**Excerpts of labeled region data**
* * * * *

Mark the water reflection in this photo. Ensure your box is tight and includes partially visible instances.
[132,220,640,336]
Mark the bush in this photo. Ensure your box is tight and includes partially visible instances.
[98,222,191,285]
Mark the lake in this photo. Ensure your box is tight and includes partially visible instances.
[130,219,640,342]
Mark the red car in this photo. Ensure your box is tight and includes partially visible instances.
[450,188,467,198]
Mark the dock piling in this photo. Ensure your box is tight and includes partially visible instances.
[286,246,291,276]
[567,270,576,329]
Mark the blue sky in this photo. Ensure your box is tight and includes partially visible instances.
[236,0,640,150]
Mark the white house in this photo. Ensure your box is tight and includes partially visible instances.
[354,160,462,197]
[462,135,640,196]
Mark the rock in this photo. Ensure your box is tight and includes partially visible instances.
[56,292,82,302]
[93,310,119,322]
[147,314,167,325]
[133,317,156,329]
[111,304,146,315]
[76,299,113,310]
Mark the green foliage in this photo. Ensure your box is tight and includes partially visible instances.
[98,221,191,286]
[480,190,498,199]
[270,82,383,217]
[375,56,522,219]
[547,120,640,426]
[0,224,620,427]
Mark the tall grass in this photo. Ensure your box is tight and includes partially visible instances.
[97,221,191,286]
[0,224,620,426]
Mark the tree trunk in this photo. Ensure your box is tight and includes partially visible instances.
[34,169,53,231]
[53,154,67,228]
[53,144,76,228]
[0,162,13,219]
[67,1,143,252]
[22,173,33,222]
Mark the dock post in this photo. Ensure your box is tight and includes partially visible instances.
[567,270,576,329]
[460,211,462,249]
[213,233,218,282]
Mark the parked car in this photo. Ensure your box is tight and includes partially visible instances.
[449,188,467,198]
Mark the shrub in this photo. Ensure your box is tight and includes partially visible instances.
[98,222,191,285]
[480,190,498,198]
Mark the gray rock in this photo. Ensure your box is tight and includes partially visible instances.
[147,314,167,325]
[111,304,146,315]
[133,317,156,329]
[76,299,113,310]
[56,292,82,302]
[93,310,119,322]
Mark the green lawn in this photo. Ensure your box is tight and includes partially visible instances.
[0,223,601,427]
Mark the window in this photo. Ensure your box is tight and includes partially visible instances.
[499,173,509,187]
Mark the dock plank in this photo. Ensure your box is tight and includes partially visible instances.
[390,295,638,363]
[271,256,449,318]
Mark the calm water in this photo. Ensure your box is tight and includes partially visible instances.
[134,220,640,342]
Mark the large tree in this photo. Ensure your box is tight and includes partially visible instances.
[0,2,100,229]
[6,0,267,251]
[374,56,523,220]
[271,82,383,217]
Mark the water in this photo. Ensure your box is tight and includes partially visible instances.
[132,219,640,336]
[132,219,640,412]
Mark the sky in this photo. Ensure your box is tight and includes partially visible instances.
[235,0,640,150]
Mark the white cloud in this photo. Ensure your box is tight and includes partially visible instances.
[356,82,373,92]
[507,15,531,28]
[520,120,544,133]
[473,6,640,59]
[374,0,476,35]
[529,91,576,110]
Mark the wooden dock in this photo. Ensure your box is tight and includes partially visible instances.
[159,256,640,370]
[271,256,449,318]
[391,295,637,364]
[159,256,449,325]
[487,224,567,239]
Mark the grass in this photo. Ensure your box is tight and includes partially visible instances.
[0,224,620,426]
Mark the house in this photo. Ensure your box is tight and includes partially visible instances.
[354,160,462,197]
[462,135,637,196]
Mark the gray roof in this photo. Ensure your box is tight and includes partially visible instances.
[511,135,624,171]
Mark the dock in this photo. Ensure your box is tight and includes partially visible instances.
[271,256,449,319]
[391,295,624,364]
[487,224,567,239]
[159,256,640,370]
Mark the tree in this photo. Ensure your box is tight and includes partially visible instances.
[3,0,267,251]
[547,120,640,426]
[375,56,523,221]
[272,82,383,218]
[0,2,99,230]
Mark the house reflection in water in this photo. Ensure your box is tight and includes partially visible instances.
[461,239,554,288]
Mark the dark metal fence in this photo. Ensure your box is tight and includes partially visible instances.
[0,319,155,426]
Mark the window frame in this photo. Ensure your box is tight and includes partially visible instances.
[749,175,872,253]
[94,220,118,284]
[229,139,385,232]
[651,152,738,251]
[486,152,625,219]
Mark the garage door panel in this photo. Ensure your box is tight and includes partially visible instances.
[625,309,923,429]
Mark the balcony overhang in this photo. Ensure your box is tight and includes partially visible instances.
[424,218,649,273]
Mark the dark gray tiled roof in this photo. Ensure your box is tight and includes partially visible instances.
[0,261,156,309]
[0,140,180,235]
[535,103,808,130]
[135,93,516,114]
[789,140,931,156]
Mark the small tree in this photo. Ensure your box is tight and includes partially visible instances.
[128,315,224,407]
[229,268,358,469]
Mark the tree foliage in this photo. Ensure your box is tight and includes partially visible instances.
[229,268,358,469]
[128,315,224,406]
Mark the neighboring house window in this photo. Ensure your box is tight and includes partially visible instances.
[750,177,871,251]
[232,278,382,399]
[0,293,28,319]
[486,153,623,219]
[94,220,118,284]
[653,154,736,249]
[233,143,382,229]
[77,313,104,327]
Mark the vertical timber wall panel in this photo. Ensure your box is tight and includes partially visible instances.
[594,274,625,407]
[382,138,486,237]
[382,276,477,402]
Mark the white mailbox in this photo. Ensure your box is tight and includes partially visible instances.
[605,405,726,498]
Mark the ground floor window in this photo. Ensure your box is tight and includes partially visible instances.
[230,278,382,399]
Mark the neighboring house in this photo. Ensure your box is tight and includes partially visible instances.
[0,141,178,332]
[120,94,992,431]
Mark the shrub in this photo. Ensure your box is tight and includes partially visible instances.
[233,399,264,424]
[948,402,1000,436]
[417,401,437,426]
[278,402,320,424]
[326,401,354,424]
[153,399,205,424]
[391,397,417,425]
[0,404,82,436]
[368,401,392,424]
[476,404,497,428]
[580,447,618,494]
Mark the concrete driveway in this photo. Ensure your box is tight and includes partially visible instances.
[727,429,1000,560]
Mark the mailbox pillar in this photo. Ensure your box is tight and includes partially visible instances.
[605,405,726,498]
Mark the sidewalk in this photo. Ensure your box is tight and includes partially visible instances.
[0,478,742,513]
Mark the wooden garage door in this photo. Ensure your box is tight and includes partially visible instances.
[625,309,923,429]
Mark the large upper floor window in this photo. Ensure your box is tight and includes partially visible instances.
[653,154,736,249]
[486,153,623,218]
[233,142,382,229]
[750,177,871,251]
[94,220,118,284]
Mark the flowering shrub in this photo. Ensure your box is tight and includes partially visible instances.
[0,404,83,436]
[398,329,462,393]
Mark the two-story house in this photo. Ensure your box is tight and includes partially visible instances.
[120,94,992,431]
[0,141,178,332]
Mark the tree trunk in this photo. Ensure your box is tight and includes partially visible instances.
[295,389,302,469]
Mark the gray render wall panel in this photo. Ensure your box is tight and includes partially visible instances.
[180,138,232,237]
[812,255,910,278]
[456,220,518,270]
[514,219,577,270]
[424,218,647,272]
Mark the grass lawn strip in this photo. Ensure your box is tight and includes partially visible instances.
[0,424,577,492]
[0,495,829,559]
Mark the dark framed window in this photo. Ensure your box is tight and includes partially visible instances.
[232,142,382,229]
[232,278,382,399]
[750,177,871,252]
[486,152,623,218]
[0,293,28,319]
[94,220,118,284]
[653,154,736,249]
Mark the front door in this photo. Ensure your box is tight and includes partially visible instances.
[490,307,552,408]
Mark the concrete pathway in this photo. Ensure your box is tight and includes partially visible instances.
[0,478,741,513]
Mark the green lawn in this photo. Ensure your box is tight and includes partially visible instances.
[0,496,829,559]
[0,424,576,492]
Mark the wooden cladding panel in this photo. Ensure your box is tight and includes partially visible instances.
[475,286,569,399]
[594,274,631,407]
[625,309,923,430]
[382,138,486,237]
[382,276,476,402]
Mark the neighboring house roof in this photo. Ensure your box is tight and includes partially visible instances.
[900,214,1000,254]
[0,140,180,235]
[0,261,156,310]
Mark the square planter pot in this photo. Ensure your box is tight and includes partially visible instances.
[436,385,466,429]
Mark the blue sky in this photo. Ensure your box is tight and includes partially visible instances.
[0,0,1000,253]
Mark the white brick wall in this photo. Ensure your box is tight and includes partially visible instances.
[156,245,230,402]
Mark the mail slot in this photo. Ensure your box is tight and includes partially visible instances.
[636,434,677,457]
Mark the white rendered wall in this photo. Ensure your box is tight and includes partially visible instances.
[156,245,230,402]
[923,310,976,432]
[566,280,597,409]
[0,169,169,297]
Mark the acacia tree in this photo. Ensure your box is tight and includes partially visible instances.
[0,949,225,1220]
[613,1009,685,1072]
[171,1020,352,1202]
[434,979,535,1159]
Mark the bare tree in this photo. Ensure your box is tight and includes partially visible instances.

* * * * *

**OBJECTIVE**
Rescale the stretch of the listing from the line containing "Mark the window in" through the line containing "[0,2,99,230]". Reproduce only those lines, requests included, with every bounding-box coordinate multiplied by 0.75 and rounded to a whole number, halves rounding up.

**THE SOLUTION**
Mark the window in this photo. Ensure your box is tight and includes partially visible instances.
[374,130,382,140]
Mark the dock plank in this photo. Ensure your box is tight and includes partially visible instances.
[293,221,479,272]
[203,192,337,239]
Mark the calm water in this photo. Ensure your box is tight and includes partially visible instances.
[101,165,480,257]
Mark the large tree in this photo. Ensure your box is tight and includes partially visible instances.
[0,2,75,172]
[5,0,200,188]
[281,42,392,165]
[203,62,287,163]
Mark the water in this photo. Ensure your box is tight and includes partially visible instances.
[99,164,480,252]
[99,164,480,309]
Mark the sky in this photo. Ensure your box is tight and includes partially visible instances.
[176,0,480,113]
Mark the white cloud in this photo. Ensure your box is tight and includes partially visible instances.
[267,62,280,69]
[380,11,398,21]
[390,90,408,100]
[355,5,480,44]
[281,0,357,26]
[397,68,432,83]
Mark the wooden dock in this photo. Ensure your box is tight and includes partially visible instances.
[119,192,480,278]
[203,192,337,239]
[293,221,478,273]
[119,192,337,244]
[365,168,425,179]
Mark the grass in this photo. Ensure your box is tight and includes partially visible instances.
[0,168,465,320]
Mark the house in this photo. Ensure your box is tight and includes partially visible instances.
[266,120,347,148]
[347,101,478,147]
Mark the gray roof in this photo. Ensure your box is tight and includes partially visible instances.
[383,101,468,128]
Mark the dock in this photo. Ensure your box is tight and includes partially visible instances.
[203,192,337,239]
[293,221,468,273]
[365,168,425,179]
[119,192,480,278]
Mark the tree in this photo. Ensure your box is tight and includes partially visible instances.
[2,0,200,188]
[410,90,480,320]
[281,42,392,166]
[204,62,287,164]
[0,2,74,173]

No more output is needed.